ACTIVITY:
All pictures should be dropped, and only the lines from the top of the entries below through the line containing "like [(301, 457)]" repeated exactly, both ends included.

DATA EXCERPTS:
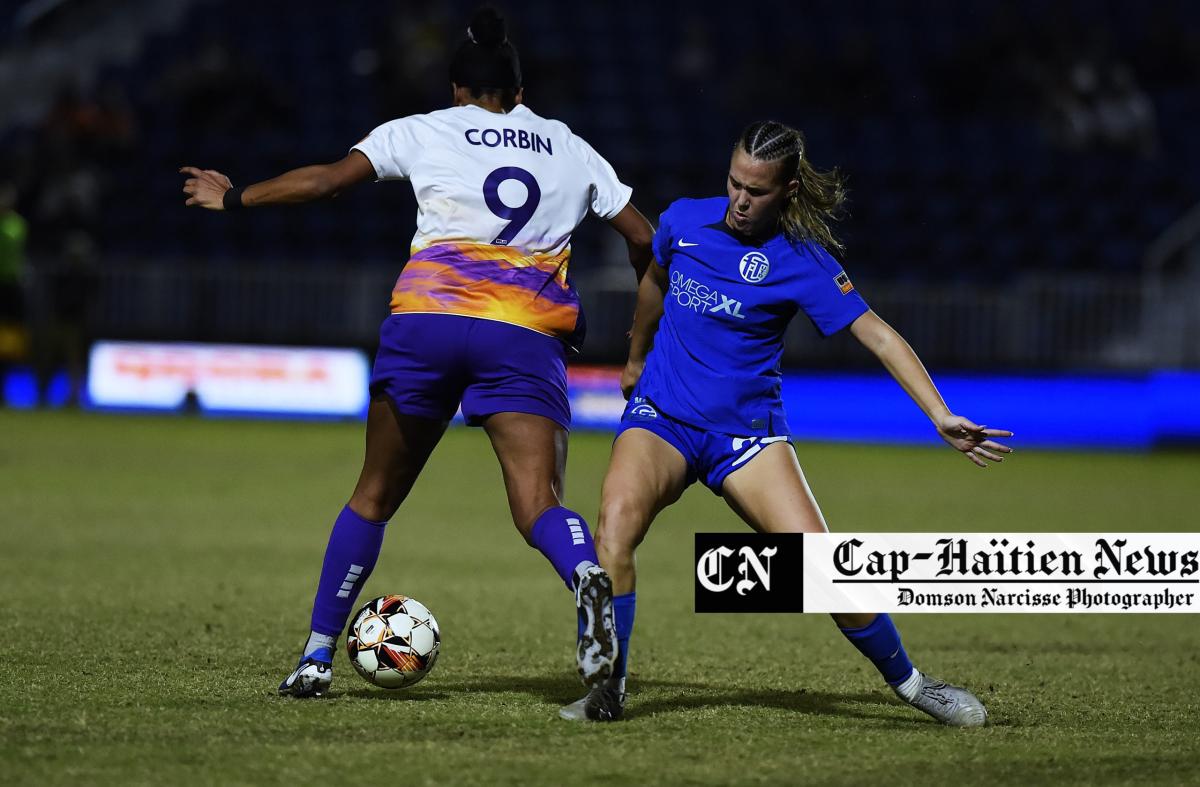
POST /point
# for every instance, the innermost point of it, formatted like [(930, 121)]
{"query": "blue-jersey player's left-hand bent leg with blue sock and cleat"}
[(646, 474)]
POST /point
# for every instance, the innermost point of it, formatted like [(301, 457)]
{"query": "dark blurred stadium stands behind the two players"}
[(1015, 169)]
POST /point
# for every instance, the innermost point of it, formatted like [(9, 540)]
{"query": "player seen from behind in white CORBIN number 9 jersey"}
[(482, 317)]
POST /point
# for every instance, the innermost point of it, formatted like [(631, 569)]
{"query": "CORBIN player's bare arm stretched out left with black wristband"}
[(212, 190)]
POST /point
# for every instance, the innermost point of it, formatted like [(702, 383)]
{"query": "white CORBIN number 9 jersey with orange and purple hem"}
[(499, 199)]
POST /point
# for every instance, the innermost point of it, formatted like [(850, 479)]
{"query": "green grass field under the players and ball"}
[(157, 574)]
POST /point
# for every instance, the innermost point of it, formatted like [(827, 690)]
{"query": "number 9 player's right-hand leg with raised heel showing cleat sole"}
[(532, 450)]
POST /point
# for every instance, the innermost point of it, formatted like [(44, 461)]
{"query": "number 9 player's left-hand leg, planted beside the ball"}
[(398, 448)]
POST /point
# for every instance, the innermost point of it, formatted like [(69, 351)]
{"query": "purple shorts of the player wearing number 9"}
[(431, 364)]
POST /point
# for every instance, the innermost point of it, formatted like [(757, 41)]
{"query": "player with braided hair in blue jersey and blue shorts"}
[(705, 401)]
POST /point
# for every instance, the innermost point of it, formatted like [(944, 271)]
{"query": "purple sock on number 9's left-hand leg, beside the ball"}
[(351, 556)]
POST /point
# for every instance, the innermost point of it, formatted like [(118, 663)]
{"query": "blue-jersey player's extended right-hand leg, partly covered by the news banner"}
[(772, 496)]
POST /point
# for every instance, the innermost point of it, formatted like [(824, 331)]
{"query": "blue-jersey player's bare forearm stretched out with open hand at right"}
[(971, 440)]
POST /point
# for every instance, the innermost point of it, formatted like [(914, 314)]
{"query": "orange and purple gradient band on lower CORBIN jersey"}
[(491, 283)]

ANSWER FOR THIS EXERCISE:
POST /point
# for every instance, the innermost point of it, formatted like [(930, 121)]
{"query": "blue-jersey player's left-hand bent leg with blue sock and cleat"}
[(646, 474)]
POST /point
# for every instance, the innermost point of it, formatted like [(301, 457)]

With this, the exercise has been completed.